**Information provided:**

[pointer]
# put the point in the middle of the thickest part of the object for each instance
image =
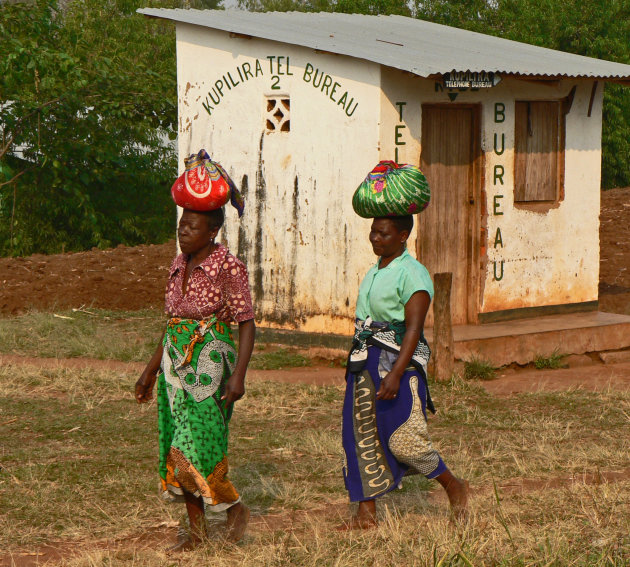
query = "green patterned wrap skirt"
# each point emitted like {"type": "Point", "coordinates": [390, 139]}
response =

**Problem details:**
From the first line to the last, return the material above exactly, apart from the pictures.

**Answer to this problem:**
[pointer]
# put the point in the middle of the thickest part of the object for each instance
image =
query = "green patterned wrap skirt"
# each point emitted like {"type": "Point", "coordinates": [390, 139]}
response =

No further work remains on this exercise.